Exercise:
The reply should contain each record below, returned exactly as given.

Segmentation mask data
- - -

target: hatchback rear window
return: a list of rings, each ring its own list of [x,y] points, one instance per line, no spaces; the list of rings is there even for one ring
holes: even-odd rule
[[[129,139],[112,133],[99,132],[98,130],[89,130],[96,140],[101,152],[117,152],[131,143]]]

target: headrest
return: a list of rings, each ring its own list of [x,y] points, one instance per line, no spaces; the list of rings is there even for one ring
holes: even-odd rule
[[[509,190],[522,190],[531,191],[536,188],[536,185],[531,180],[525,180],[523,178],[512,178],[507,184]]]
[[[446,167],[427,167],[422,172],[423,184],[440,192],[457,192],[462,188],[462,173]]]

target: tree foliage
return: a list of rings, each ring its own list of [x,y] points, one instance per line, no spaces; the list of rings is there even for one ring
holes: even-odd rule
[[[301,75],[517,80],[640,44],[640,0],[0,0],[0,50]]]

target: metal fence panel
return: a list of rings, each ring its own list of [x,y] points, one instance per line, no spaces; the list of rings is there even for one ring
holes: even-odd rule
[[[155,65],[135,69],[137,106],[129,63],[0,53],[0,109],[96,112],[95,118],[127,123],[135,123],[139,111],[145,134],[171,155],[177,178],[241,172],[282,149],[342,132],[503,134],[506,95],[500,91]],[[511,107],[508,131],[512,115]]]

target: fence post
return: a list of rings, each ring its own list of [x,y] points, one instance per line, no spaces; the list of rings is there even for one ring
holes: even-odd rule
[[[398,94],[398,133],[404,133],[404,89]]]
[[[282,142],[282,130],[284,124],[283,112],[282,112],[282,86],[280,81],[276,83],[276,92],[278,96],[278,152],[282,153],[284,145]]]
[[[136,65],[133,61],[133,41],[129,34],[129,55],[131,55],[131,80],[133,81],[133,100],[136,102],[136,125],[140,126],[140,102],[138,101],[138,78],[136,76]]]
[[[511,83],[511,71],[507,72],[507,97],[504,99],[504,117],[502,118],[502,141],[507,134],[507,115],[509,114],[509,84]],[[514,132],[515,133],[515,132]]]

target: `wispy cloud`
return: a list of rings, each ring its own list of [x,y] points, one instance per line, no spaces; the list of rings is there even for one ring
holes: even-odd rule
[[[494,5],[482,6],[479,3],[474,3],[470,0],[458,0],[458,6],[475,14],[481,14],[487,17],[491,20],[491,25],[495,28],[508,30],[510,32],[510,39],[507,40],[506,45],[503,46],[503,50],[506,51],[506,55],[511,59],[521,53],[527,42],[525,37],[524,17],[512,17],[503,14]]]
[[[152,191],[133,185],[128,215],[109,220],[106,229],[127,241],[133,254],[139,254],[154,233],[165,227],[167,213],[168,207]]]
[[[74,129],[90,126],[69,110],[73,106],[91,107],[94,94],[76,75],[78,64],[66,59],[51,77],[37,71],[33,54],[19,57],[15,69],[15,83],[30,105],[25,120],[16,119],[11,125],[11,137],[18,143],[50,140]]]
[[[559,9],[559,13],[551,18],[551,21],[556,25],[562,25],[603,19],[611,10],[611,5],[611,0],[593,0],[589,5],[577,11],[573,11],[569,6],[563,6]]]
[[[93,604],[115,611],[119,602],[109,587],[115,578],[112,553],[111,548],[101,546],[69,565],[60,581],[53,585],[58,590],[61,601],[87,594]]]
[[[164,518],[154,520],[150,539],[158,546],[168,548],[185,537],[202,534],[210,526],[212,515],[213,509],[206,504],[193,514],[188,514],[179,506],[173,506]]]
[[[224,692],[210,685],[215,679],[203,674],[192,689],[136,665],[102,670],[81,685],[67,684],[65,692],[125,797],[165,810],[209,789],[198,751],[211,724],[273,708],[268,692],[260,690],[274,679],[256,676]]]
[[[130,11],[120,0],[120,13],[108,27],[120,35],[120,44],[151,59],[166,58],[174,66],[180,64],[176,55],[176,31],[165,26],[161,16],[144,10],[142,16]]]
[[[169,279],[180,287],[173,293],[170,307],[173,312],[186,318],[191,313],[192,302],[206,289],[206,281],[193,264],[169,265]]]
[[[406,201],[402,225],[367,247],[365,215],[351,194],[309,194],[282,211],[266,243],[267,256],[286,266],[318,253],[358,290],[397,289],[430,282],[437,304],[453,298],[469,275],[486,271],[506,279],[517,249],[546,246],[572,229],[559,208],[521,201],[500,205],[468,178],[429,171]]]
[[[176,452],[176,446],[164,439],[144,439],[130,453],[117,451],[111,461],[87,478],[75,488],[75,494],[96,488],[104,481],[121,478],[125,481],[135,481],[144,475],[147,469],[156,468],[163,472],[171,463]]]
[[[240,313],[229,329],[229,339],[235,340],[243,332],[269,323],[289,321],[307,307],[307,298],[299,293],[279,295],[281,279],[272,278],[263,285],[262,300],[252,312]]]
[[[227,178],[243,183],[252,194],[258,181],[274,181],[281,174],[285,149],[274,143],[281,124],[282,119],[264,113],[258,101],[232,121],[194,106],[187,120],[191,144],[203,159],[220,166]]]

- - -

Response to the task:
target: hatchback rear window
return: a list of rings, each ring its own list of [x,y] points, one instance per line, no spaces; the list of rings is there even for one ring
holes: even-odd rule
[[[129,139],[112,133],[99,132],[98,130],[89,130],[96,140],[101,152],[117,152],[131,143]]]

target: headrest
return: a list of rings, each ring its own list of [x,y] points, one instance per line, no spaces; the list of rings is there even for one ring
holes: even-odd rule
[[[509,190],[522,190],[531,191],[536,188],[536,185],[531,180],[525,180],[523,178],[512,178],[507,184]]]
[[[446,167],[427,167],[422,172],[423,184],[440,192],[457,192],[462,188],[462,173]]]

target: tree foliage
return: a list of rings, each ring its own list of [x,y] points, one instance per line, no spaces; the list of rings is there even for one ring
holes: even-odd rule
[[[301,75],[517,80],[640,44],[640,0],[0,0],[0,50]]]

target: metal fence panel
return: a list of rings, each ring its own list of [x,y] points, one instance per line, no spaces; the list of rings is there even for one ring
holes: even-odd rule
[[[155,65],[135,69],[137,106],[129,63],[0,53],[0,109],[96,112],[95,118],[127,123],[135,123],[139,111],[145,134],[171,155],[177,178],[241,172],[282,149],[342,132],[503,134],[506,95],[500,91]],[[511,107],[508,131],[512,115]]]

target: fence post
return: a list of rings, each ring its own list of [x,y] points, one instance per line, no spaces; the list of rings is there even for one ring
holes: even-odd rule
[[[398,94],[398,133],[404,133],[404,89]]]
[[[282,142],[282,130],[284,124],[283,112],[282,112],[282,86],[280,81],[276,83],[276,92],[278,96],[278,152],[282,153],[284,145]]]
[[[136,65],[133,61],[133,41],[129,34],[129,55],[131,55],[131,80],[133,81],[133,100],[136,102],[136,125],[140,126],[140,102],[138,101],[138,78],[136,76]]]
[[[511,83],[511,71],[507,72],[507,97],[504,99],[504,117],[502,118],[502,141],[507,134],[507,115],[509,114],[509,84]],[[514,132],[515,133],[515,132]]]

target: `wispy cloud`
return: a list of rings, each ring its own list of [x,y] points, one instance per line, no spaces; the list of rings is there even for one ring
holes: even-odd rule
[[[494,5],[482,6],[479,3],[474,3],[470,0],[458,0],[458,6],[475,14],[481,14],[487,17],[491,20],[491,25],[495,28],[508,30],[510,32],[510,39],[507,40],[506,45],[503,46],[503,50],[506,51],[506,55],[511,59],[521,53],[527,42],[525,37],[524,17],[512,17],[503,14]]]
[[[152,191],[133,185],[128,215],[109,220],[106,229],[127,241],[133,254],[139,254],[154,233],[165,227],[167,213],[168,207]]]
[[[74,129],[90,126],[69,110],[73,106],[91,107],[94,94],[76,75],[78,64],[66,59],[51,77],[37,71],[33,54],[19,57],[15,69],[15,83],[30,105],[25,120],[16,119],[11,125],[11,137],[18,143],[50,140]]]
[[[559,9],[559,13],[551,18],[551,21],[556,25],[562,25],[603,19],[611,10],[611,5],[611,0],[593,0],[589,5],[577,11],[573,11],[569,6],[563,6]]]
[[[93,604],[115,611],[119,602],[109,587],[115,578],[112,553],[111,548],[101,546],[69,565],[60,581],[53,585],[58,590],[61,601],[87,594]]]
[[[164,518],[154,520],[150,539],[158,546],[168,548],[185,537],[202,534],[210,526],[212,515],[213,509],[206,504],[193,514],[188,514],[179,506],[173,506]]]
[[[224,692],[210,685],[215,679],[203,674],[192,689],[136,665],[102,670],[81,685],[67,684],[65,692],[125,797],[165,810],[209,789],[198,751],[211,724],[273,708],[268,692],[260,690],[274,679],[256,676]]]
[[[130,11],[120,0],[120,13],[108,27],[120,35],[120,44],[151,59],[166,58],[174,66],[180,64],[176,55],[176,31],[165,26],[161,16],[144,10],[142,16]]]
[[[169,279],[180,287],[173,293],[170,307],[173,312],[186,318],[191,313],[192,302],[206,289],[206,281],[193,264],[169,265]]]
[[[406,201],[402,225],[367,247],[365,215],[351,194],[309,194],[282,211],[266,243],[267,256],[286,266],[318,253],[358,290],[397,289],[430,282],[437,304],[453,298],[469,275],[486,271],[506,279],[517,249],[546,246],[572,229],[559,208],[521,201],[500,205],[468,178],[429,171]]]
[[[176,452],[176,446],[164,439],[144,439],[130,453],[117,451],[111,461],[87,478],[75,488],[75,494],[96,488],[104,481],[121,478],[125,481],[135,481],[144,475],[147,469],[156,468],[163,472],[171,463]]]
[[[240,313],[229,329],[229,339],[235,340],[243,332],[269,323],[289,321],[307,307],[307,298],[299,293],[279,295],[281,279],[272,278],[263,285],[262,300],[252,312]]]
[[[227,178],[243,183],[252,194],[258,181],[274,181],[281,174],[285,149],[274,143],[281,124],[282,119],[264,113],[258,101],[232,121],[194,106],[187,120],[191,144],[203,159],[220,166]]]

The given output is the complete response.